* [TASK REQUIREMENTS]:
Starting at the line that contains "beak with a single marker.", restate each line word for word through the final line of the data, keeping both ends.

* [RECORD EXCERPTS]:
★ ★ ★

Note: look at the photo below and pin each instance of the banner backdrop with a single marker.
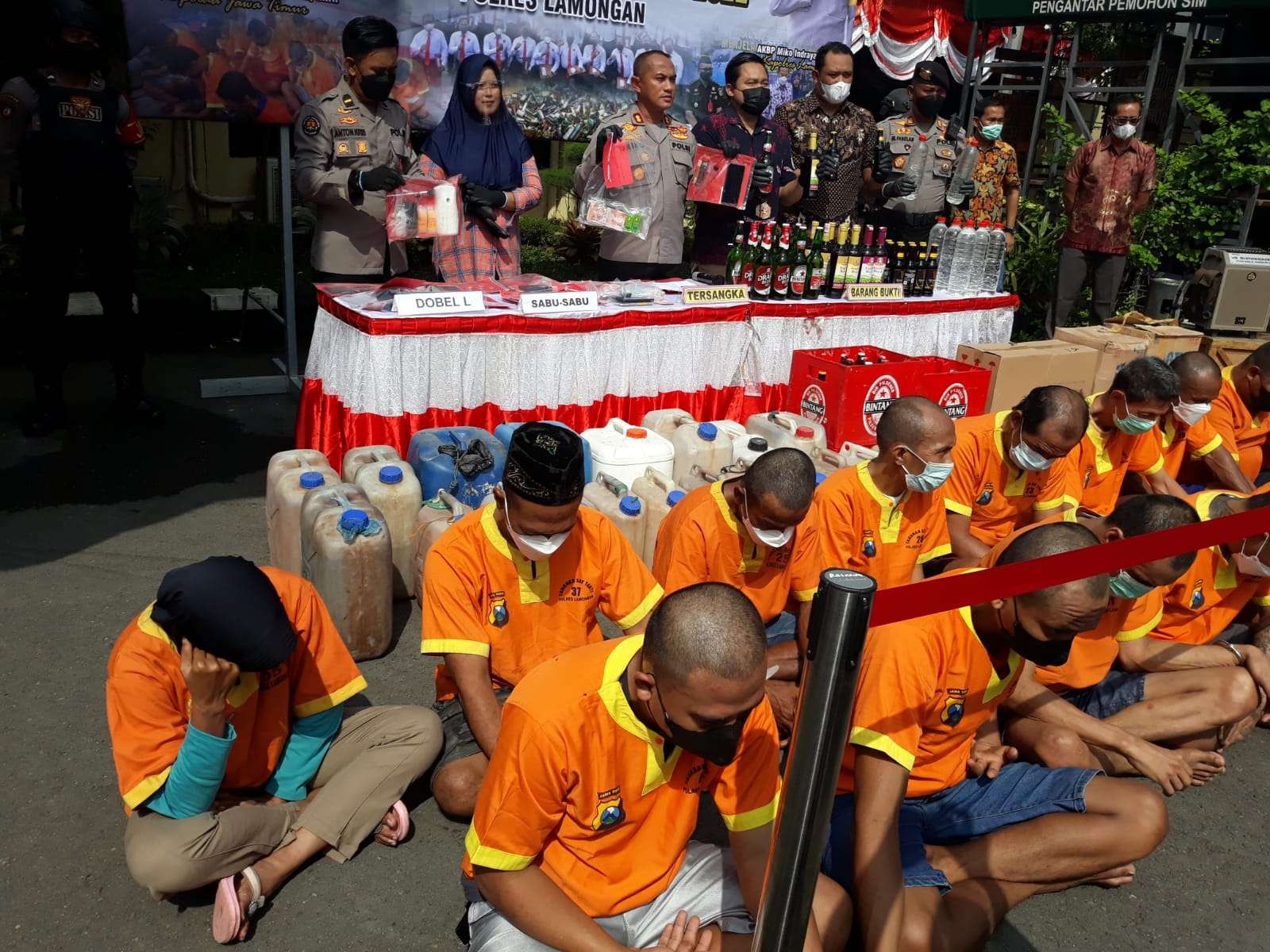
(565, 63)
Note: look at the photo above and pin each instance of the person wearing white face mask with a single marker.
(514, 584)
(1187, 438)
(886, 517)
(845, 136)
(755, 535)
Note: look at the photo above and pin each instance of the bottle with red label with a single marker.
(762, 287)
(783, 266)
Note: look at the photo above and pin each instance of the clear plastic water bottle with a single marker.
(916, 165)
(964, 171)
(948, 249)
(996, 257)
(959, 281)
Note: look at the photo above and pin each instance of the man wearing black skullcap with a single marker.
(514, 584)
(237, 759)
(912, 198)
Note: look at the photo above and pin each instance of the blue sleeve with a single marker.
(306, 747)
(196, 776)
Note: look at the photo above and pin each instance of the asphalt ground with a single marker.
(92, 520)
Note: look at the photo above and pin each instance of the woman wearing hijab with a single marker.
(235, 755)
(479, 140)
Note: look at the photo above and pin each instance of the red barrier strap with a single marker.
(941, 594)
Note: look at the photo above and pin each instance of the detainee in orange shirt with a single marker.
(582, 839)
(1187, 435)
(1121, 437)
(755, 533)
(514, 584)
(1241, 414)
(937, 854)
(1225, 600)
(1114, 719)
(1011, 469)
(237, 759)
(886, 517)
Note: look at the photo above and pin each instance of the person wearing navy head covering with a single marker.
(479, 140)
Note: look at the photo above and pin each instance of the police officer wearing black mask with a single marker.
(70, 143)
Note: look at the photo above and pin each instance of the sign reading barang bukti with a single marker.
(1026, 10)
(565, 63)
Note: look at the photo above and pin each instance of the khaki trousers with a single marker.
(376, 754)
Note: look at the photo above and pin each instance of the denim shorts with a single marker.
(971, 809)
(1110, 696)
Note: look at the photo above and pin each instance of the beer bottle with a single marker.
(783, 263)
(736, 254)
(816, 260)
(762, 289)
(749, 255)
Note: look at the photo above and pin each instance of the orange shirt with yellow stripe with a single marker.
(996, 495)
(1094, 651)
(148, 704)
(1102, 460)
(1203, 603)
(482, 597)
(1242, 432)
(864, 530)
(581, 787)
(1179, 442)
(702, 541)
(925, 689)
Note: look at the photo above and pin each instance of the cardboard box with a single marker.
(1115, 349)
(1016, 368)
(1165, 340)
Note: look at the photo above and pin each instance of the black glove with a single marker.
(829, 167)
(479, 194)
(602, 140)
(383, 178)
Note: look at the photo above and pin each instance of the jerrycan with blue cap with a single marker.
(465, 461)
(505, 431)
(347, 555)
(290, 478)
(702, 444)
(394, 490)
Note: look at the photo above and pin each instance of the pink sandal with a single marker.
(228, 913)
(403, 824)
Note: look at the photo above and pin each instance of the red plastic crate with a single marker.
(960, 389)
(848, 400)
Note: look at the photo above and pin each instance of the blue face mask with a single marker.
(929, 479)
(1130, 424)
(1028, 459)
(1124, 585)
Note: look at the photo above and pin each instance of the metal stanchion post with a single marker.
(840, 619)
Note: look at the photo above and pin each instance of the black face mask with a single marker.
(1047, 654)
(79, 57)
(718, 746)
(929, 106)
(756, 99)
(378, 86)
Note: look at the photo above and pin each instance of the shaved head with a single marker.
(911, 422)
(709, 628)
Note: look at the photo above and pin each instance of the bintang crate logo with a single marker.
(813, 404)
(954, 400)
(883, 393)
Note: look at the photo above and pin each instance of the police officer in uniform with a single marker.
(911, 203)
(352, 146)
(69, 140)
(660, 156)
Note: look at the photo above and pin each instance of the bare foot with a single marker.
(1113, 879)
(1206, 765)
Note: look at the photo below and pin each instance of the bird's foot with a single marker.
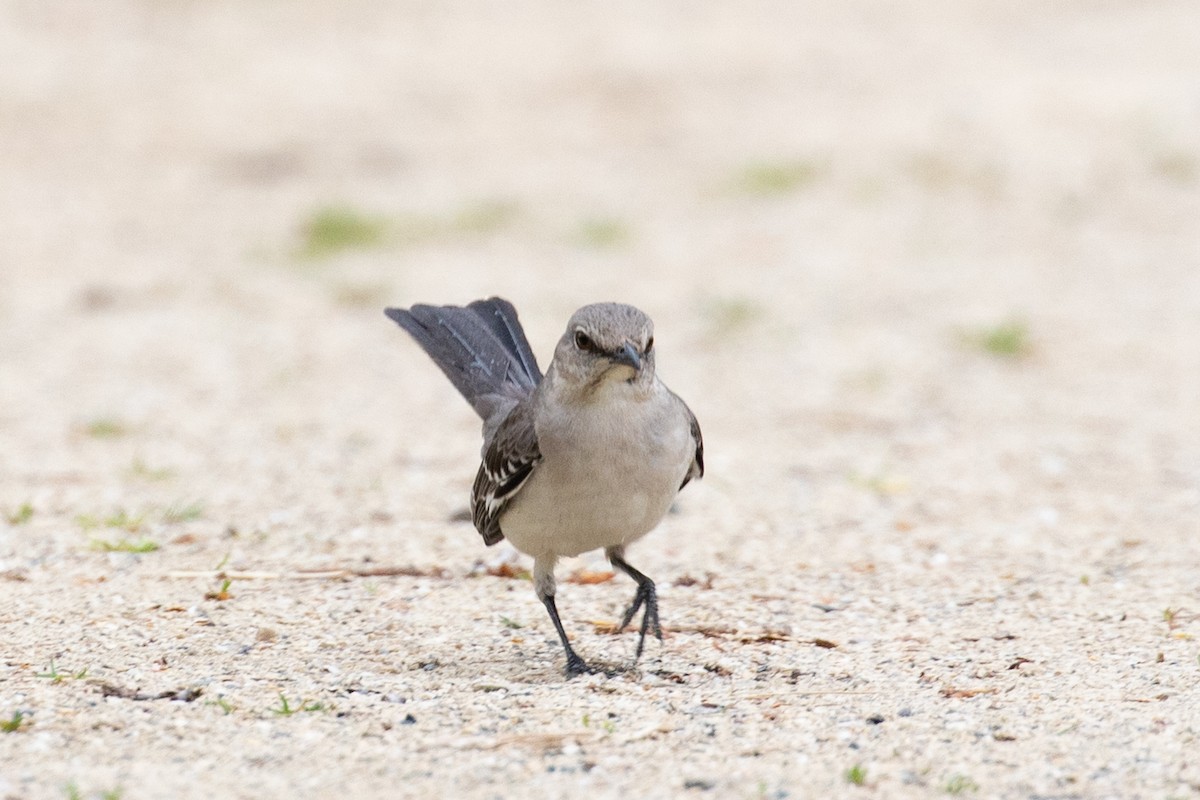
(646, 596)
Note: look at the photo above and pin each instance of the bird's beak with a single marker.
(628, 356)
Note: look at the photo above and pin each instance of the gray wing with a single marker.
(697, 464)
(509, 458)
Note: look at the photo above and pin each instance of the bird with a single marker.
(588, 456)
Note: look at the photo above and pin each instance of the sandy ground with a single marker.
(919, 565)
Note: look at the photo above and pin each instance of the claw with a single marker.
(646, 596)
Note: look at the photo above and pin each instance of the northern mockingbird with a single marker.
(587, 457)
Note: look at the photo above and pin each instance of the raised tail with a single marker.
(480, 348)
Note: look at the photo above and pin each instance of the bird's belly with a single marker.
(580, 500)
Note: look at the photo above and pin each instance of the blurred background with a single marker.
(927, 272)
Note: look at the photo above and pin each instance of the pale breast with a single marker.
(609, 475)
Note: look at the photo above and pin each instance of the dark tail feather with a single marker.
(481, 349)
(502, 318)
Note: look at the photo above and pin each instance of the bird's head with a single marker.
(606, 342)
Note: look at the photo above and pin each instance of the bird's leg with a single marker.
(646, 594)
(544, 584)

★ ★ ★

* [RESULT OF THIS EXERCISE]:
Note: look at the photo above and pin each instance of the bird's beak with a single marker.
(628, 356)
Note: look at the photo above and pin each instance of the gray wing with a single marker.
(697, 464)
(509, 458)
Note: look at the photo above and pin each instance of the bird with a single marker.
(588, 456)
Note: look at the photo above and pin each instance of the sandy ground with a single marker.
(919, 565)
Note: look at the photo above and pin each instance of the claw with a single marker.
(646, 596)
Note: look at the photo above and pin each instance of the northern mockingbird with a single marker.
(587, 457)
Note: look at the photo above and pin each instance of the raised tail with a single marker.
(480, 348)
Note: look at the photo above and pin each instance of the bird's belly with a single marker.
(580, 500)
Note: look at the photo above and pin each instance of the blurred background with a single marker.
(927, 272)
Note: look at the photo above and pin each instance of the pale breast with a single marker.
(609, 475)
Note: look at the photo above and pin each instance of the dark tail feather with a single marker.
(481, 349)
(502, 318)
Note: look at the photo above and pin each instance of the bird's head with a single marker.
(606, 342)
Note: look at the photo above and pin each instance of the bird's leg with a single marker.
(646, 594)
(544, 584)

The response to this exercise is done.